=== DATA SHOWN ===

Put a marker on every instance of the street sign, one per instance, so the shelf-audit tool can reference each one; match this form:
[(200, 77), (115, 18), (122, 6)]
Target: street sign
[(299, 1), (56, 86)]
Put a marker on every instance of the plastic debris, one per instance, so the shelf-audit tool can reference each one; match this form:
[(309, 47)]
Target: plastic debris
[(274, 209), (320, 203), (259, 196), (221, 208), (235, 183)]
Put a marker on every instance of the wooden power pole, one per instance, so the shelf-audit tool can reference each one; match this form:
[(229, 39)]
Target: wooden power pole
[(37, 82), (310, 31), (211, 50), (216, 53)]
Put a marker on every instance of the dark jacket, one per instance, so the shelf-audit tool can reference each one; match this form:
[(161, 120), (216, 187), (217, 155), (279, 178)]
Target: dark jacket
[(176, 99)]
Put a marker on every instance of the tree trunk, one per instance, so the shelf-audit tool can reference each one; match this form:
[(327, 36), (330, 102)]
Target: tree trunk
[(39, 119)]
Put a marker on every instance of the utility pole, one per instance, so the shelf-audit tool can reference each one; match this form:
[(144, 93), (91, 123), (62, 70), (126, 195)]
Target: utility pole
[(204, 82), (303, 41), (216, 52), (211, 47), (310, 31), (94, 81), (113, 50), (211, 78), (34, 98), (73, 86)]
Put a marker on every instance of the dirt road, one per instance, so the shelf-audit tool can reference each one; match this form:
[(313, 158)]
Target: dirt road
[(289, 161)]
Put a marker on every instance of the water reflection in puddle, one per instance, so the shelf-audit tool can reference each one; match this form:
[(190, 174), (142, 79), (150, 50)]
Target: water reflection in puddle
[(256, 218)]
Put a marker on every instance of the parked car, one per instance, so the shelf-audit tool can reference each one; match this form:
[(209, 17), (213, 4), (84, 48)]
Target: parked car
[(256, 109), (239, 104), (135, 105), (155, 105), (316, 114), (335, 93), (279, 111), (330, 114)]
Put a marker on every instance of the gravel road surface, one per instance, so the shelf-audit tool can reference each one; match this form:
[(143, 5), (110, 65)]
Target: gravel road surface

===

WORK TASK:
Give back exactly the lines of the listing above, starting with its first line and ending with the line that holds "Put a marker on every instance of the utility".

YOUR SOLUTION:
Put a marker on every instance of the street sign, one per instance, so the shelf-audit tool can reference each one; match this form:
[(200, 77), (115, 18), (122, 6)]
Target: street sign
[(299, 1), (56, 86)]
Put a marker on every instance of the plastic debris, one per instance, so the shelf-audit tool can reference each one; match this form:
[(309, 47)]
Target: plastic debris
[(274, 209), (320, 203), (259, 196), (221, 208), (235, 183)]
Put a marker on every instance of the wooden power pole, one per instance, so the shelf-audit tool can reference each one; match this form:
[(229, 39)]
Target: wooden power pole
[(37, 82), (310, 31), (211, 50), (216, 53)]
Put a marker on every instance of the dark jacket, one per instance, so the shelf-audit tool can reference each one; match this form:
[(161, 120), (216, 187), (217, 155), (279, 178)]
Target: dark jacket
[(176, 99)]
Put a marker on every instance of the tree trunk, one per instance, so the shelf-audit tool can reference each one; match this form:
[(327, 36), (330, 102)]
Target: tree trunk
[(39, 119)]
Put a marker on every instance of the utility pole, one per instance, so the shelf-audit tool can reference each one; match this form:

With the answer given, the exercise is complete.